Pointing and labeling entries
Begin
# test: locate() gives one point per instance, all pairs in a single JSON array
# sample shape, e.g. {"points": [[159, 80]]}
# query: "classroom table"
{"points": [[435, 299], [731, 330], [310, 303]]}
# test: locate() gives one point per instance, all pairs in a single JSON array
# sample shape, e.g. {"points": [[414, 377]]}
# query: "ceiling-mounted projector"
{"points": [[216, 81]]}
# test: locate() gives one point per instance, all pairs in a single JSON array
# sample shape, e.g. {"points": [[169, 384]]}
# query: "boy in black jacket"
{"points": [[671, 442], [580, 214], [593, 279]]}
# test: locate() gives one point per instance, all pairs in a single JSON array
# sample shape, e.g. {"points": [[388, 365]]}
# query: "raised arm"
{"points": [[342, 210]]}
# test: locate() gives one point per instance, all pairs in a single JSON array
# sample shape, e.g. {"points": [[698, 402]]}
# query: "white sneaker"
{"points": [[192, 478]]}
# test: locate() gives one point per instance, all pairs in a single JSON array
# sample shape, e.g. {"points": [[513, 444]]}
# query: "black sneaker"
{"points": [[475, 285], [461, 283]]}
End
Write out all of the items above again, swapping "locate()" for "point_at()" and leaving everything else unchanged.

# test: point_at() gives one point per instance, all pairs in a single JSON array
# sample shape, e.g. {"points": [[159, 80]]}
# query: "classroom table"
{"points": [[435, 299], [731, 330], [310, 303]]}
# test: point_at() gives one point per instance, all pairs in a single JSON array
# sample shape, e.g. {"points": [[414, 377]]}
# query: "ceiling-mounted projector"
{"points": [[216, 81]]}
# test: point_at() gives one point per instance, all pairs in a single JSON array
# sample shape, e.g. {"points": [[169, 384]]}
# query: "boy in black jacket"
{"points": [[671, 442], [580, 214], [593, 279]]}
# test: point_at() gives one point per instance, all pairs in a single JSON array
# sample shape, e.g. {"points": [[388, 365]]}
# query: "raised arm"
{"points": [[342, 210]]}
# test: point_at() gives one point per instance, all pairs in a single JSON array
# sample shape, e.g. {"points": [[698, 402]]}
# query: "white sneaker"
{"points": [[192, 478]]}
# test: point_at() gives one point per instance, all pairs in a single JSON array
# sample shape, e.g. {"points": [[513, 444]]}
# query: "black sneaker"
{"points": [[475, 285], [461, 283]]}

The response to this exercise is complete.